## ASSIGNMENT
I would like you to transcribe all of the data exactly.
* * *
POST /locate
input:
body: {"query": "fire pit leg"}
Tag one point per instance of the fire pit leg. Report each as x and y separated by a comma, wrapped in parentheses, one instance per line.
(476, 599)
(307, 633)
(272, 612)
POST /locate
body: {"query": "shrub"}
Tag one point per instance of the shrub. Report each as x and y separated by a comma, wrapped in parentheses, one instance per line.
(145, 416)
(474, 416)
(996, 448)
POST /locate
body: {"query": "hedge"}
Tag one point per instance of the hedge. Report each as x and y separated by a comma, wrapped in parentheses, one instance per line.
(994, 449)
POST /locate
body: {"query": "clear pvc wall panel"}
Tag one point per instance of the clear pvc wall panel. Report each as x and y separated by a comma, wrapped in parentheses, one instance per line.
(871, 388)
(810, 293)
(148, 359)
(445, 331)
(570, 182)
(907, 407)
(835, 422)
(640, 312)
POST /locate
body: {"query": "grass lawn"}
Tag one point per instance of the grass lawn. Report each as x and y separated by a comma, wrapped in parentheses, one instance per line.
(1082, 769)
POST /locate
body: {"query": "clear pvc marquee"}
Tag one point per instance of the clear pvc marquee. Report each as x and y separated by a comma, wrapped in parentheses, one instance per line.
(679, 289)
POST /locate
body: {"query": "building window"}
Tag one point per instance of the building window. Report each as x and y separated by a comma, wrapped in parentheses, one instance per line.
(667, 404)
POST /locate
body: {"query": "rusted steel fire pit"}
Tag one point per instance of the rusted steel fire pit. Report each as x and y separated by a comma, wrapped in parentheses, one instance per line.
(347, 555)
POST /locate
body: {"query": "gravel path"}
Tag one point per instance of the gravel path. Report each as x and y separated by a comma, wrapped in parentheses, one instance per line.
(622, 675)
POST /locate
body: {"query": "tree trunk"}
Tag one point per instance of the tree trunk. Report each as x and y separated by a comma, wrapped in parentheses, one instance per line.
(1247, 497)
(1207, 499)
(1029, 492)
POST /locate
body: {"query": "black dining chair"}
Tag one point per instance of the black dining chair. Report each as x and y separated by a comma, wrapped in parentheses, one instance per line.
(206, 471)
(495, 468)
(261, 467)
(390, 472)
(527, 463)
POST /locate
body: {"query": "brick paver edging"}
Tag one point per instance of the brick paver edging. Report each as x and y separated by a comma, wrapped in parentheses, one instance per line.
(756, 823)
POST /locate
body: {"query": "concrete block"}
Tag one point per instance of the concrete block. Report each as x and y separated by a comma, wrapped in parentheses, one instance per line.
* * *
## WORKED SOLUTION
POST /locate
input:
body: {"query": "fire pit leg"}
Tag one point per instance of the fire pit leg. Report each as x and y separated by a comma, wrapped in parentheses, one instance per line.
(476, 599)
(307, 633)
(272, 612)
POST /locate
body: {"query": "shrub"}
Tag one point per instance of the shrub. Report each as x and y separated by a comma, wrapped in parentheses, one instance per line.
(145, 416)
(474, 416)
(996, 448)
POST /locate
body: {"query": "hedge"}
Tag one point per instance of the hedge. Report each as x and y separated by a comma, wrapped in parentheses, one instance per line.
(994, 449)
POST /locate
body: {"query": "clear pvc wall panel"}
Tag one point per instance of the clear pvc wall panel. Report each as x and y separated by a comma, wrapped in parentheses, one instance per line.
(871, 388)
(810, 293)
(148, 359)
(445, 331)
(570, 182)
(907, 407)
(835, 422)
(640, 312)
POST /locate
body: {"query": "grass lawn"}
Tag one point per instance of the grass lawn. Report each as x and y separated by a comma, wrapped in parentheses, one instance per line.
(1082, 769)
POST /locate
body: {"query": "clear pvc marquee"}
Tag one point per instance of the clear pvc marquee. Report each as x and y separated by a comma, wrapped in parentheses, one instance per line.
(679, 289)
POST /locate
body: {"query": "building window"}
Tag one point per instance of the building window. Report each as x and y separated by a comma, wrapped in parentheses, one instance per line.
(667, 404)
POST /locate
body: {"query": "rusted steel fire pit"}
Tag one point per instance of the rusted steel fire pit. Report each as x and y separated by a comma, wrapped in parentheses, one instance per line.
(347, 555)
POST /locate
body: {"query": "gravel path"}
Tag one point per instance of the gravel path. Report each as x and y separated by a comma, wrapped in parentheses, one instance per line.
(622, 675)
POST /locate
body: {"query": "tree trunk"}
Tag one point per instance of the tree trunk. Report each as x and y separated by a comma, wrapped in parentheses, one instance per line.
(1247, 497)
(1207, 499)
(1029, 492)
POST /locate
body: {"query": "black dining chair"}
Tag one point per instance of the black dining chair. Report each as x and y separated by a comma, wrapped in parentheses, one instance per line.
(206, 471)
(495, 468)
(261, 467)
(390, 472)
(527, 463)
POST /locate
body: {"query": "brick paver edging"}
Tag one point per instance of the brick paver edging. Report each as x and y separated by a comma, wrapped in parentheses, one instance per line.
(756, 823)
POST /locate
body: {"query": "concrete block"}
Tag one point per instance of the concrete block. Report each as x and y separated by a comma, wrapped in parentheses, one instance per line.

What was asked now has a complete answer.